**What you need to do**:
A: From the life sciences text, list the core functions that companies are choosing to outsource.
B: Answer these questions using the life sciences text:
(i) Where is Celgene Corp.'s primary campus?
(ii) What total revenues did the global pharmaceuticals, biotechnology, and life sciences industries generate in 2011?
(iii) According to Deloitte, at what average rate did the sector grow between 2007 and 2011?
C: Echo everything in the life sciences text from "Another trend among" down to "operate more profitably.".
___ Text section ___
Yet where large pharma companies are shrinking, biotech firms are picking up the slack. In New Jersey, Celgene Corp. is one firm with a large and growing footprint. That firm owns their primary campus in Summit and continues to absorb additional leased space in the market — perhaps 200,000 square feet of office absorption each year.

Another trend among both big pharma companies and some middle market biotechnology firms is to create efficiencies and run leaner by focusing on core competencies and choosing to outsource other functions, such as facilities management, real estate, and employee benefits. Companies also are opting to outsource core functions, including contract research, contract manufacturing, and contract packaging and shipping of products. Centralizing services and outsourcing non-core competencies will be a bigger focus going forward as companies look for ways to create greater efficiencies and operate more profitably.

Clusters Remain Strong
The life sciences sector as a whole remains a formidable industry. The global pharmaceuticals, biotechnology, and life sciences industries generated total revenues in excess of $1.1 trillion in 2011. Between 2007 and 2011, the global pharmaceuticals, biotechnology, and life sciences sector has been growing at an average rate of 6.7 percent, according to Deloitte.
___ Provided information ___
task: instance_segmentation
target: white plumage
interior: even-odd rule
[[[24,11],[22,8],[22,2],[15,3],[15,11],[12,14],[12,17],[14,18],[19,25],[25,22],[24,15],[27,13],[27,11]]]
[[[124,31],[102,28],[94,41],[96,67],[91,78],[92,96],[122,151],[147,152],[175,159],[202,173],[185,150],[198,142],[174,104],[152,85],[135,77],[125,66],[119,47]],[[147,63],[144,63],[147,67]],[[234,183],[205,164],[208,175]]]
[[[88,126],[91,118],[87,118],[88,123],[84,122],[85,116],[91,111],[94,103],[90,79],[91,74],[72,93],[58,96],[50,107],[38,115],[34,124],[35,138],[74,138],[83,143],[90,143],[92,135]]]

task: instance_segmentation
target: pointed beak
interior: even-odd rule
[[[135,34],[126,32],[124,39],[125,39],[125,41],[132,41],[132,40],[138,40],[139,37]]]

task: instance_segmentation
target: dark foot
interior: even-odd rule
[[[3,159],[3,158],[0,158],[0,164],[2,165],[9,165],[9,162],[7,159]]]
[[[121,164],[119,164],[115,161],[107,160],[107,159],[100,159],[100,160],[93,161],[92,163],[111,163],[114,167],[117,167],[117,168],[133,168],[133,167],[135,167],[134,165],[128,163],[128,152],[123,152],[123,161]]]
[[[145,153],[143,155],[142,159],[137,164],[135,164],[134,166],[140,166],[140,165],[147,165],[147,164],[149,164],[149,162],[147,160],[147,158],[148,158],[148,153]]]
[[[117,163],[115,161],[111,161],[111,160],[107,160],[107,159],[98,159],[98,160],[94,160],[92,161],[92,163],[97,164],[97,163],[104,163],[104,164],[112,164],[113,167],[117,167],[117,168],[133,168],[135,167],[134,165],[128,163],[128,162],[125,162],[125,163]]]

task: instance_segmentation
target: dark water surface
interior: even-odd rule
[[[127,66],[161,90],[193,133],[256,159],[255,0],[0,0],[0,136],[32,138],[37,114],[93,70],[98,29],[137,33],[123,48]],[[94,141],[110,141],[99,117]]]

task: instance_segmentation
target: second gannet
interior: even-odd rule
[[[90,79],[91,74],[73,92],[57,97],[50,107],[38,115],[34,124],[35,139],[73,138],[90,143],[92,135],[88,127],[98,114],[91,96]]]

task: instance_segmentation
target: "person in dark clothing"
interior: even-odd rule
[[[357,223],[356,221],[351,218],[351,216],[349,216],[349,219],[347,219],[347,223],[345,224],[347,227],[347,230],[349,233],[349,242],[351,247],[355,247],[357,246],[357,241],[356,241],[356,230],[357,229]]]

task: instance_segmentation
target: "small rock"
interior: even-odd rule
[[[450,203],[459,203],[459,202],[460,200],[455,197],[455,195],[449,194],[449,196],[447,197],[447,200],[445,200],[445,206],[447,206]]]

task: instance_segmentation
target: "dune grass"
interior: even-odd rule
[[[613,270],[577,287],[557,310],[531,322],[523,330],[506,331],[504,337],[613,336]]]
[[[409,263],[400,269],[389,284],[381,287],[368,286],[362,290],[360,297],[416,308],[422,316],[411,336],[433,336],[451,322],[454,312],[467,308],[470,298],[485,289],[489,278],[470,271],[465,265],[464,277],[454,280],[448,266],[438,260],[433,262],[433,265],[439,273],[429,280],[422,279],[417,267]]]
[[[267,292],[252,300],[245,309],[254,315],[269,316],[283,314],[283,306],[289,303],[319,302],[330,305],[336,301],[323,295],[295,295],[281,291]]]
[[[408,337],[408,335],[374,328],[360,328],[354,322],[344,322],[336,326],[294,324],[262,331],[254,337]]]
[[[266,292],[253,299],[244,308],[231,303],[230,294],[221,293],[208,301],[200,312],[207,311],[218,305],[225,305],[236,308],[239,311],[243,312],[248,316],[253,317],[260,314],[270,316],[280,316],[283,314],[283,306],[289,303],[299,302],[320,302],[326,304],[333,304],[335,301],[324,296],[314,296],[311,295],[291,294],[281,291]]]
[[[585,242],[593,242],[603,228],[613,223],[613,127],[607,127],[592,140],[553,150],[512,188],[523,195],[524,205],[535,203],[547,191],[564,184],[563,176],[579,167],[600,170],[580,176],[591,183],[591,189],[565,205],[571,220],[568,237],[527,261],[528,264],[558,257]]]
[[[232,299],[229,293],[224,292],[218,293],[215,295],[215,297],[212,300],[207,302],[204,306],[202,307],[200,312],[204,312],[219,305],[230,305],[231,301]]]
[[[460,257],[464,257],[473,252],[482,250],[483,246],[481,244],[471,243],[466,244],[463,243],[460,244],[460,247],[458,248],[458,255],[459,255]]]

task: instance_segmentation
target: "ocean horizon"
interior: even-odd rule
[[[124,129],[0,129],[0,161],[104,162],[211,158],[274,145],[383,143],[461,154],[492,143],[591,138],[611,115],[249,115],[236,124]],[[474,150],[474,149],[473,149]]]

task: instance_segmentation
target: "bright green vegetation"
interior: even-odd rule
___
**Answer set**:
A:
- Contract research
- Contract manufacturing
- Contract packaging and shipping of products

B:
(i) Summit, New Jersey
(ii) More than $1.1 trillion
(iii) 6.7 percent

C:
Another trend among both big pharma companies and some middle market biotechnology firms is to create efficiencies and run leaner by focusing on core competencies and choosing to outsource other functions, such as facilities management, real estate, and employee benefits. Companies also are opting to outsource core functions, including contract research, contract manufacturing, and contract packaging and shipping of products. Centralizing services and outsourcing non-core competencies will be a bigger focus going forward as companies look for ways to create greater efficiencies and operate more profitably.